▸ **EXTRACT PROVIDED**
Monday, July 26, 2010

Winter's Bone (2010)


The independent film Winter’s Bone follows Ree Dolly (Jennifer Lawrence), a destitute Ozarks teenager on the hunt for her crank-cooking, absentee father in the backwoods along the Missouri-Arkansas border. It's a film that's been praised for its realism, but this seems a bit off base. Winter’s Bone is certainly a good film, but it works more as a kind of larger-than-life, southern gothic thriller than it does as a Ramin Barhani-esque exercise in site specific cinema. At its heart, this is a well-observed genre film that often transcends the familiarity of its story thanks to its excellent performances. And while the sense of place that the film manages to cultivate is certainly worth noting, it’s the complex character interactions and director Debra Granik’s unique eye for the grotesque that are truly most memorable.

Granik shot most of the film in muted grays and blues, and this dour color palette, along with the handheld camerawork and Dickon Hinchcliffe’s original score, helps to build an almost constant feeling of dread. As Ree delves into the local underworld of trailer park chemists and speed freaks, Granik succeeds in building the kind of menacing, trust-no-one atmosphere that’s usually only found in suspense and horror films—and to great effect. The missing person case at the center of the story has led many to compare Winter’s Bone to a noir detective film—Daniel Woodrell, on whose book the film is based, is known to refer to his writing as "country noir"—and this is true enough. It views that genre through the prism of the Ozarks in the same way that a movie like Brick used a high school setting. But along with the detective story, Winter's Bone makes heavy use of horror tropes, particulary in the way that it builds tension and makes use of mystery. It has just as much in common with Last House on the Left as it does The Big Sleep, especially by the time we get to a late scene involving a chainsaw.

As in many horror films, certain players are often mythologized and built up by other characters long before they’re actually shown onscreen. It’s a classic technique for building tension and a sense of foreboding, and Granik plays it to perfection, especially in the case of Teardrop (John Hawkes), Ree’s meth-addicted, caged tiger of an uncle. With his jailhouse tats and his mercurial, just-as-soon-kill-you-as-look-at-you demeanor, it’s Hawkes who’s the film’s most memorable character, and Granik honors him by giving him a wonderful, hauntingly unresolved last scene. He’s nearly matched by Jennifer Lawrence, a 19-year old actress whose previous major credit was, of all things, The Bill Engvall Show. She brings a quiet dignity to Ree that is unusual for someone of her age to be able to pull off, and whether she’s skinning squirrels, chopping wood, or acting as a caretaker for her two young siblings and her mentally ill mother, she always seems totally authentic. Likewise, her command of the grit and flow of the backwoods dialect seems effortless, especially when compared to the kind of “aw shucks, ya’ll” histrionics so many Hollywood actresses seem to fall prey to when they try to go full redneck.

▸ **REQUIRED TASK 1**
According to the Winter's Bone review, which actor plays Teardrop?
▸ **REQUIRED TASK 2**
Condense the paragraph of the Winter's Bone review that begins "Granik shot most of the film" into a bulleted list that keeps its main facts.
▸ **REQUIRED TASK 3**
Extend the Winter's Bone review, picking up after its final sentence.

▸ **RECORD LIST**
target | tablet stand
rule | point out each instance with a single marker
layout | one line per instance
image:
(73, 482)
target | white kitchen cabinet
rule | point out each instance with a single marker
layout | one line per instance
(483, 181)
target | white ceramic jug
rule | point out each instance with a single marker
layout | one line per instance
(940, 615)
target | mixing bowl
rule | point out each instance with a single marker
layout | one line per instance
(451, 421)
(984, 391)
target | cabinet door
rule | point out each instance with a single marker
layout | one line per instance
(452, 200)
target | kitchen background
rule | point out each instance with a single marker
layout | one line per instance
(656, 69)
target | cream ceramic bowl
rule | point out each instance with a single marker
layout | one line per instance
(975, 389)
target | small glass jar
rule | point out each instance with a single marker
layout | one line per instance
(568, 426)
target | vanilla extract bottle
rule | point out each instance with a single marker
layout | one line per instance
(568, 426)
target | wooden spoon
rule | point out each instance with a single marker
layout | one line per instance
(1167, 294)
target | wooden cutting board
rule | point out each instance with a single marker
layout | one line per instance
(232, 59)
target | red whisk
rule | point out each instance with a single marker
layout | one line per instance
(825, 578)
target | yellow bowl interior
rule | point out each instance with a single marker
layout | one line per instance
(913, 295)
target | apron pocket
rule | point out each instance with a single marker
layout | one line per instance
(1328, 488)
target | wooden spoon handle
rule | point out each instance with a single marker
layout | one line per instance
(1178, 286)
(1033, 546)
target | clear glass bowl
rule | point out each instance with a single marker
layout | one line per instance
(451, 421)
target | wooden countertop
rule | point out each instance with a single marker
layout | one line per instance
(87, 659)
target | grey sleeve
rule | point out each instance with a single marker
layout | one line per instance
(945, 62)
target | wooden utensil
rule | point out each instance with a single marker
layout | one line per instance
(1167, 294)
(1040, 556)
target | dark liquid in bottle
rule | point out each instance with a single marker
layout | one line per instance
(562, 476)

* * *

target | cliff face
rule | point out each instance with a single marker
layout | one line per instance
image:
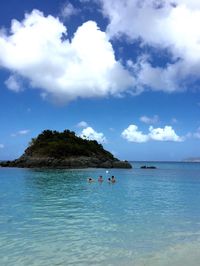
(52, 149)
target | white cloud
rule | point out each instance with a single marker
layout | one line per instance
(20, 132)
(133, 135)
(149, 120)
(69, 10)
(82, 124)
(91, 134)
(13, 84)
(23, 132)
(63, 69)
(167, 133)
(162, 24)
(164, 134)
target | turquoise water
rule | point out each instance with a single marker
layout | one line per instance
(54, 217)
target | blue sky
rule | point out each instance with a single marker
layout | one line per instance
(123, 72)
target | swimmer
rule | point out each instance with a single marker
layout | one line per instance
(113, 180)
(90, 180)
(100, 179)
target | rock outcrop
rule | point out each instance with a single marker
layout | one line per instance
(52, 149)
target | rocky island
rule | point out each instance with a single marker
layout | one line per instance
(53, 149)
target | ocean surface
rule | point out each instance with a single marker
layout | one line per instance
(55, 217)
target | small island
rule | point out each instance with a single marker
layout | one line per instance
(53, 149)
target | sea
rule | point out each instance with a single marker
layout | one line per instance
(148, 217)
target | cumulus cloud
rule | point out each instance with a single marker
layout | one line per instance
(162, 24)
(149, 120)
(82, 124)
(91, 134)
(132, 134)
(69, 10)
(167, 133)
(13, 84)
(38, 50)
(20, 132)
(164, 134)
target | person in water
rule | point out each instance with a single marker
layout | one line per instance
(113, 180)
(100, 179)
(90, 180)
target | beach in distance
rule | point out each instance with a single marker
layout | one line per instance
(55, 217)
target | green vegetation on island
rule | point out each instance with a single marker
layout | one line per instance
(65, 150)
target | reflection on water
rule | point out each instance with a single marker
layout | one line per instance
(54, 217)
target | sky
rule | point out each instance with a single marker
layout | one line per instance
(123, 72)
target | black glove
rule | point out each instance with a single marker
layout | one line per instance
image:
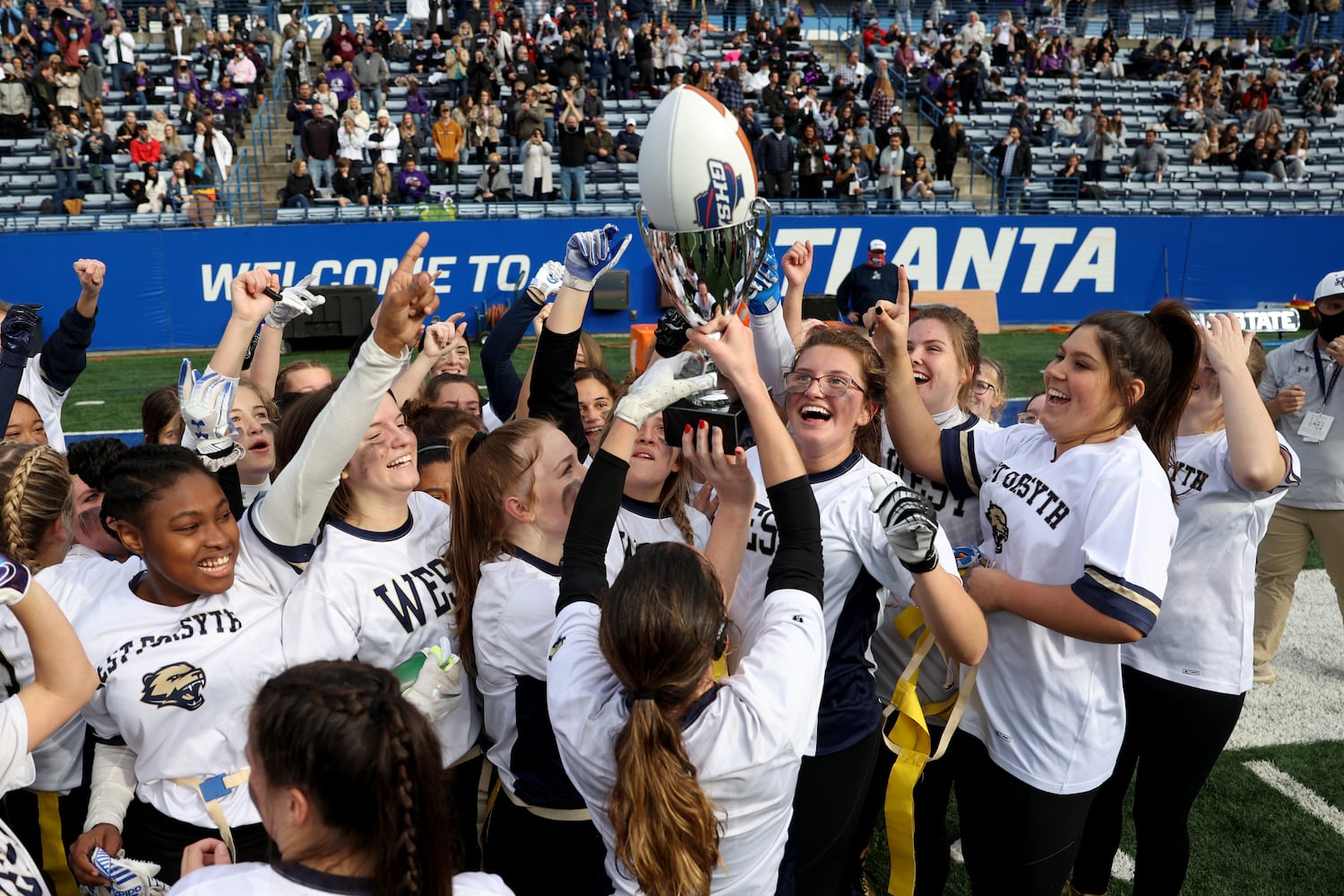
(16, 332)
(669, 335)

▸ **REPLY 1**
John Hawkes

▸ **REPLY 2**
- Granik shot most of the film in muted grays and blues. Together with handheld camerawork and Dickon Hinchcliffe's original score, this creates an almost constant feeling of dread.
- As Ree explores the local underworld of trailer park chemists and speed freaks, Granik builds a menacing, trust-no-one atmosphere usually found in suspense and horror films.
- The missing person case at the story's center has led many to compare the film to noir detective films. Daniel Woodrell, author of the book it is based on, calls his writing "country noir."
- The film views noir through the Ozarks the way Brick used a high school setting.
- It also draws heavily on horror tropes in how it builds tension and uses mystery. It has as much in common with Last House on the Left as with The Big Sleep, especially by a late scene involving a chainsaw.

▸ **REPLY 3**
It’s this kind of attention to detail that helps Winter’s Bone maintain a veneer of authenticity, even in the cases where the set design seems all too staged. In many scenes, the filmmakers seem to be going out of their way to achieve a sense of realism through decoration—every coffee table is perfectly littered with crack pipes, guns, beer cans, and spent cigarettes, and every yard seems to have just one too many cars up on blocks—but it’s actually their excellent attention to character interaction that ends up getting the job done. See the way Ree’s neighbors, knowing she and her siblings are hungry, bring over some spare deer meat for them to eat (and after Ree had previously admonished her brother by saying “Never ask for what oughta be offered”), or a wonderful scene between Ree and a benevolent Army recruiter. In each case, Granik succeeds in building a world that operates by its own rules, moral codes, and blood ties, and it’s through this that a true sense of place emerges. After all, classical detectives like Sam Spade never invoked the name of a common cousin, or spoke about how he and another character “share some of the same blood,” as a means of getting the information he needed. In Winter’s Bone, these ties serve as their own kind of currency.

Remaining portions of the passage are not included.